#### Direction
Please copy the data below word for word, leaving out the pictures.

■ ■ ■ ■

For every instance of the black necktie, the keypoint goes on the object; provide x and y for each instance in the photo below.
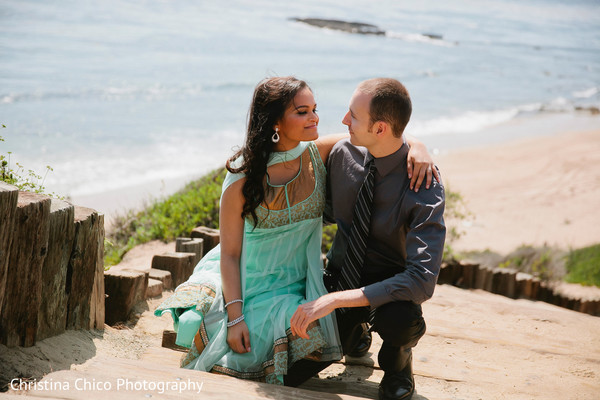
(350, 275)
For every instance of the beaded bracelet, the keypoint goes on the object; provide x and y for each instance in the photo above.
(234, 301)
(235, 321)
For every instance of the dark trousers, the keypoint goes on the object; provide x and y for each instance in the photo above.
(400, 325)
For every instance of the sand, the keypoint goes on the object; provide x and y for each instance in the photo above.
(537, 191)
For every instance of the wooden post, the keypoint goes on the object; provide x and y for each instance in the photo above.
(8, 210)
(53, 307)
(97, 307)
(19, 314)
(81, 273)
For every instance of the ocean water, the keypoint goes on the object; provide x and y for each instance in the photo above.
(113, 94)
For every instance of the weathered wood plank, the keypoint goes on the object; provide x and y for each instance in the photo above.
(211, 237)
(52, 318)
(83, 264)
(19, 314)
(8, 209)
(124, 288)
(97, 307)
(180, 265)
(134, 379)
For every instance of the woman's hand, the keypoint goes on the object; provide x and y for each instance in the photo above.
(238, 337)
(420, 165)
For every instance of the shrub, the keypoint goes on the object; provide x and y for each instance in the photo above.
(583, 266)
(26, 180)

■ ■ ■ ■

#### Task answer
For every instance of the black necktie, the keypoint goes on the object; provide x and y for each instance in the photo below.
(350, 275)
For every instance of the beaded bracelet, the keypoint goes on the object; provide x and y for each instance in the photo above.
(234, 301)
(235, 321)
For every instance of the dark trousers, the keypoint goes on the object; provide x and y for each instance in the photo above.
(400, 325)
For every instance of the sand, the keypoint goes on the object; provide x and y for each instance in the photo above.
(537, 191)
For every instance of the wooden post, the keypoint goes on the object; provide x and y for each instance in the photo above.
(8, 210)
(53, 307)
(97, 307)
(19, 314)
(81, 273)
For every instance of the ocean water, the keypoint goes on the object; provide x and y for each instance in the photo above.
(113, 94)
For every instance of the weathered wood plank, the keypoint goes on the object; provide x and y for each instance in the photo above.
(211, 237)
(52, 318)
(83, 264)
(19, 314)
(8, 209)
(124, 288)
(97, 307)
(180, 265)
(134, 379)
For every instance of the woman's hand, the keypoint goes on the object; provide x and y for each instance in the photo above.
(238, 337)
(420, 165)
For every instance of the shrub, the keypoint goes on the object; provide x and y for each instance in the photo above.
(583, 266)
(26, 180)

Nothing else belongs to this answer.